== WHAT THIS TASK INVOLVES ==
From the entries below, copy exactly the lines from the one that contains "Return the outline of every instance of the dirt" through the one that contains "Return the outline of every instance of the small", both included, and only those.

======== THE DATA ========

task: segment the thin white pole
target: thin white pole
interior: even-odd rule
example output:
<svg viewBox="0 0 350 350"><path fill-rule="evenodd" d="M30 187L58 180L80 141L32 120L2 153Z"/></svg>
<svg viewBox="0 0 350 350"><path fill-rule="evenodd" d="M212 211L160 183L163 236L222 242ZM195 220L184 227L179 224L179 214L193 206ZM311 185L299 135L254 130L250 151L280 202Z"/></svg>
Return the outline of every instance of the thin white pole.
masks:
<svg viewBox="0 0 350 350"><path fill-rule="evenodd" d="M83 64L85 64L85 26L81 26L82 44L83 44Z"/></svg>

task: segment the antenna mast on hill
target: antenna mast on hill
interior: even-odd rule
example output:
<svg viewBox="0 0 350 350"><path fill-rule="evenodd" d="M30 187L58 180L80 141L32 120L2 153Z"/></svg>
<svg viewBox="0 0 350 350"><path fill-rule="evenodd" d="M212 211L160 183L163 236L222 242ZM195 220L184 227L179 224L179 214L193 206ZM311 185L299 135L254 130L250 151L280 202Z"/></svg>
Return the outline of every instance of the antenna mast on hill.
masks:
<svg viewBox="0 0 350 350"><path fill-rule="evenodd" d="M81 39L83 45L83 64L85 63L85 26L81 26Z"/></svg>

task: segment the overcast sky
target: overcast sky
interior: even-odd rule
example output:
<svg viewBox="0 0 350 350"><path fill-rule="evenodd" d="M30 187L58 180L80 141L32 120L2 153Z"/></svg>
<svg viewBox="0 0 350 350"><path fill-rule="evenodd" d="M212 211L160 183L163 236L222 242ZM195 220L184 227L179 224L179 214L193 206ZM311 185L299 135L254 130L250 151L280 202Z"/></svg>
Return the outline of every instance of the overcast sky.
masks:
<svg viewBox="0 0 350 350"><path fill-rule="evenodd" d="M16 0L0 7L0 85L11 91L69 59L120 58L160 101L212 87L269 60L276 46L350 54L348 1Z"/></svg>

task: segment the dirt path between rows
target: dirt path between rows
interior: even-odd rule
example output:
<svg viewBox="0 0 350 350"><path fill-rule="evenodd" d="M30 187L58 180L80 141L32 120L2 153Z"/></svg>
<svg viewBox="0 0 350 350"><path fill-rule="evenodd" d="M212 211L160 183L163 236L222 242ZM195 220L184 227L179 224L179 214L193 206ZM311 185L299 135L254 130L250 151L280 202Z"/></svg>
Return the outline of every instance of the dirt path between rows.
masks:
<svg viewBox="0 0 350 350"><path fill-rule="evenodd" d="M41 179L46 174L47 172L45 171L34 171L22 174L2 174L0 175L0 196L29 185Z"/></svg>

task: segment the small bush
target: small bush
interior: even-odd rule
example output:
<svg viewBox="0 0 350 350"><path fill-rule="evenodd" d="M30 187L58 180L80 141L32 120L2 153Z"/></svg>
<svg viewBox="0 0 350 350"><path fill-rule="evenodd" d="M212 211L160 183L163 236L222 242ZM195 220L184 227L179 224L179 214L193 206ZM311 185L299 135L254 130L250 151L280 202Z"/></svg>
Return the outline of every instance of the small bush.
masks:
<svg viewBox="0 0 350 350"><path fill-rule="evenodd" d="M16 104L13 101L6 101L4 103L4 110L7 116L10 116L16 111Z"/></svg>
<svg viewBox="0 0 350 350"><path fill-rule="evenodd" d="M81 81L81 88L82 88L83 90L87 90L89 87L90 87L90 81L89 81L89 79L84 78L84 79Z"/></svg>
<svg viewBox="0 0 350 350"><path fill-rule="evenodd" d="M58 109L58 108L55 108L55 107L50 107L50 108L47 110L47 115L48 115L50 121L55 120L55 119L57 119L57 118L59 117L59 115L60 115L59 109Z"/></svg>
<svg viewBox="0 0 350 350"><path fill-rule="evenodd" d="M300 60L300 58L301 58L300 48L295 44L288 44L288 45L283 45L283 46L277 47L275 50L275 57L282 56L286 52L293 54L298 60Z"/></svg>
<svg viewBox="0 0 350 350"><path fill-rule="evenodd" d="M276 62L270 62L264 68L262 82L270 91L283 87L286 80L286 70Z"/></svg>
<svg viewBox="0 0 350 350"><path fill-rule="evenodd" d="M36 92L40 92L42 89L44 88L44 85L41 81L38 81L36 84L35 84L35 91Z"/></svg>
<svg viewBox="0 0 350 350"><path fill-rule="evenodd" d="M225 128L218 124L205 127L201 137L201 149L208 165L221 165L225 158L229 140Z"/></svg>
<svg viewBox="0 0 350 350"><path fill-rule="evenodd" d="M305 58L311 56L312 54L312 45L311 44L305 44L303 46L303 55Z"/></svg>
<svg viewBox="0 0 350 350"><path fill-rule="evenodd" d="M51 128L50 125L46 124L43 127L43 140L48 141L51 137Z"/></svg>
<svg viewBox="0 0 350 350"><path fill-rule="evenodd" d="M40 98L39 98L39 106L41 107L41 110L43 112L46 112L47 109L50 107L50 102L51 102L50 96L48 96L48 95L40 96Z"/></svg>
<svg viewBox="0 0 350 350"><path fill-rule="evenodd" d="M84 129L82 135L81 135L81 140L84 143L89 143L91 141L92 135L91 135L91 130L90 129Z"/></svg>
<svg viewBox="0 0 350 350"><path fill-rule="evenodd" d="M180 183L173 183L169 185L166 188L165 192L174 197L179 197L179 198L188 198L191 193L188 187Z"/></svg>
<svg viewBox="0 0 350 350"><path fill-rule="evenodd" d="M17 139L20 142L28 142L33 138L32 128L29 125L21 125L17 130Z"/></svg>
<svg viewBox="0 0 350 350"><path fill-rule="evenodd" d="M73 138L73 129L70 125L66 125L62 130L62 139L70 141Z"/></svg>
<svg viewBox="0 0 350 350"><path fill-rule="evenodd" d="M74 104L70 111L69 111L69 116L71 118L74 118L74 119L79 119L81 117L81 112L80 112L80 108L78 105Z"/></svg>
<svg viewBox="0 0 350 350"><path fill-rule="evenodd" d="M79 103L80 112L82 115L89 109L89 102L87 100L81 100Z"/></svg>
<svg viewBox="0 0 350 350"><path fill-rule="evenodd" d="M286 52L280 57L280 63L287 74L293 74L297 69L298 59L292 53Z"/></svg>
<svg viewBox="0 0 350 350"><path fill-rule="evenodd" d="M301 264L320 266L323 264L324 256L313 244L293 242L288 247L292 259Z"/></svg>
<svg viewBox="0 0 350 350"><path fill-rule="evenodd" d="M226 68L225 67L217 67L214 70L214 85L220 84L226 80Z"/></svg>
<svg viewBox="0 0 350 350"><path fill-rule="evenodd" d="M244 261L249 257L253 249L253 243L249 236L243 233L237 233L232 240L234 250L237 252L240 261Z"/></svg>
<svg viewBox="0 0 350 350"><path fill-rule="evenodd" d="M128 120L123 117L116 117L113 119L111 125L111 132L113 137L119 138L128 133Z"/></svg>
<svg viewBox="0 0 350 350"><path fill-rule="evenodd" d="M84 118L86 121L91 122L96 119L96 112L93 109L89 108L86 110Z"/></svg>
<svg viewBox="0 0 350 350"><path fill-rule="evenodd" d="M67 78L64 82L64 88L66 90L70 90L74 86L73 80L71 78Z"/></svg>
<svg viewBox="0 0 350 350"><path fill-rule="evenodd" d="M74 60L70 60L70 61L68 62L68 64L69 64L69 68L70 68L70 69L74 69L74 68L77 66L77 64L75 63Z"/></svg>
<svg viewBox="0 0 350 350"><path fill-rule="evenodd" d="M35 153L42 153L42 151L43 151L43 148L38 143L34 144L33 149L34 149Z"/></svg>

========
======== THE DATA ========

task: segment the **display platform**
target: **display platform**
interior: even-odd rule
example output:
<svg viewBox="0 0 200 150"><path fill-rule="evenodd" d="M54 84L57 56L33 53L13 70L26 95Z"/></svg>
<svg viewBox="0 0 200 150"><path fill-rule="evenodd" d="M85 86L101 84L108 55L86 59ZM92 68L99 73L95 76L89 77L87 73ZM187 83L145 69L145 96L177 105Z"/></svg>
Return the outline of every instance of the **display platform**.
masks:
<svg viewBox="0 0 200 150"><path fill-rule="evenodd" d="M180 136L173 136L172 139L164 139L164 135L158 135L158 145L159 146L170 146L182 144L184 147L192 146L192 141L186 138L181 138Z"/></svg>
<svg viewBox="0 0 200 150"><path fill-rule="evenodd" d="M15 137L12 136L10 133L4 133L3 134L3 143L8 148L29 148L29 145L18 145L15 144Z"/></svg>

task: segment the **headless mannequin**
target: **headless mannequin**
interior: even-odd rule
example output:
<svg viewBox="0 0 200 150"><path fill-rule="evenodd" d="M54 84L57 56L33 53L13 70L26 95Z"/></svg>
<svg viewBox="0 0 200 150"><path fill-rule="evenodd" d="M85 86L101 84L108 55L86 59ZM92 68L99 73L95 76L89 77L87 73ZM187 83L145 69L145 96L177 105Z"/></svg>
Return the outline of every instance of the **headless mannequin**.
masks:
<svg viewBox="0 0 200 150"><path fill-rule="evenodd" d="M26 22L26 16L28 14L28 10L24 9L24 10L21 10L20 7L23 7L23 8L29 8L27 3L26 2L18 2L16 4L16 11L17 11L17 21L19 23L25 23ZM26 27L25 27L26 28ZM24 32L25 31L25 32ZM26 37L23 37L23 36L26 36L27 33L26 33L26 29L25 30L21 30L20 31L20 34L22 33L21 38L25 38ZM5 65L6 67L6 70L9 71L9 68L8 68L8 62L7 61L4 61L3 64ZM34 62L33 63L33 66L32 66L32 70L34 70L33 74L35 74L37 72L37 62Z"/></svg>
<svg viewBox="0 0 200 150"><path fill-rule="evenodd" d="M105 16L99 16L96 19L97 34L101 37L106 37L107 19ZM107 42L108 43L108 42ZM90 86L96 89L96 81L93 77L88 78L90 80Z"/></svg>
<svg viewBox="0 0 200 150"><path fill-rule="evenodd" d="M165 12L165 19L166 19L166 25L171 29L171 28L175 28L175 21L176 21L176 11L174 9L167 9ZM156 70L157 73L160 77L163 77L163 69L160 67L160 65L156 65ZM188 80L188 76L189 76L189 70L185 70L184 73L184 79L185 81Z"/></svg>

========

== SOLUTION TO THIS PROBLEM ==
Return the outline of every instance of the dirt path between rows.
masks:
<svg viewBox="0 0 350 350"><path fill-rule="evenodd" d="M41 179L46 174L47 172L45 171L34 171L22 174L2 174L0 175L0 196L29 185Z"/></svg>

task: segment the small bush
target: small bush
interior: even-odd rule
example output:
<svg viewBox="0 0 350 350"><path fill-rule="evenodd" d="M30 187L58 180L80 141L32 120L2 153Z"/></svg>
<svg viewBox="0 0 350 350"><path fill-rule="evenodd" d="M212 211L160 183L163 236L222 242ZM195 220L184 227L179 224L179 214L193 206ZM311 185L299 135L254 130L250 151L280 202Z"/></svg>
Return the outline of every instance of the small bush.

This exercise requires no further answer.